0844 - Backspace String Compare (Easy)

Problem Link

https://leetcode.com/problems/backspace-string-compare/

Problem Statement

Given two strings s and t, return true if they are equal when both are typed into empty text editors. '#' means a backspace character.

Note that after backspacing an empty text, the text will continue empty.

Example 1:

Input: s = "ab#c", t = "ad#c"
Output: true
Explanation: Both s and t become "ac".

Example 2:

Input: s = "ab##", t = "c#d#"
Output: true
Explanation: Both s and t become "".

Example 3:

Input: s = "a#c", t = "b"
Output: false
Explanation: s becomes "c" while t becomes "b".

Constraints:

• 1 <= s.length, t.length <= 200
• s and t only contain lowercase letters and '#' characters.

Approach 1: Simulation

We build the final string for $s$ and $t$. If we see #, then we can only backspace if the final string is not empty. Otherwise, we add the character to the final string. Since we need to do the same thing on both string, it's better to write a function to build the string.

C++

Written by @wingkwong

class Solution {
public:
    string process(string s) {
        string res;
        for (auto x : s) {
            // include this character to final string
            if (x != '#') res.push_back(x);
            // pop the previous character if possible
            else if (res.size()) res.pop_back();
        }
        return res;
    }
    bool backspaceCompare(string s, string t) {
        // check if both are same after processed
        return process(s) == process(t);
    }
};

Python

Written by @radojicic23

class Solution:
    def backspaceCompare(self, s: str, t: str) -> bool:
        
        def get_result(st):
            new_st = []
            for c in st:
                if c == "#":
                    if new_st:
                        new_st.pop()
                else:
                    new_st.append(c)
            return "".join(new_st)
        return get_result(s) == get_result(t)

· · ·

### Work instructions
In the Backspace String Compare problem statement, what happens when an empty text is backspaced? The lines that follow play no part in this exercise.

### Data
· · ·

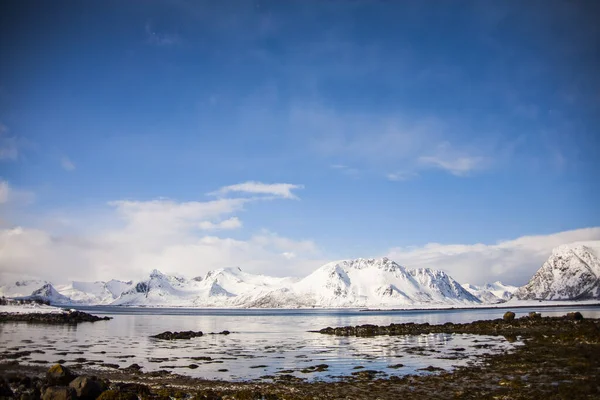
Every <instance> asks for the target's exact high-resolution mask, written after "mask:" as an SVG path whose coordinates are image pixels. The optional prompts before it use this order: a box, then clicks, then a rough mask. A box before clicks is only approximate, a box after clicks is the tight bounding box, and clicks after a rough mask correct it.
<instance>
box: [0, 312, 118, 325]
mask: <svg viewBox="0 0 600 400" xmlns="http://www.w3.org/2000/svg"><path fill="white" fill-rule="evenodd" d="M109 319H111V318H110V317H98V316H96V315H92V314H88V313H84V312H82V311H67V312H63V313H55V314H43V313H31V314H14V313H6V312H3V313H0V322H13V321H17V322H20V321H21V322H29V323H39V324H78V323H80V322H96V321H108V320H109Z"/></svg>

· · ·

### Answer section
The text stays empty.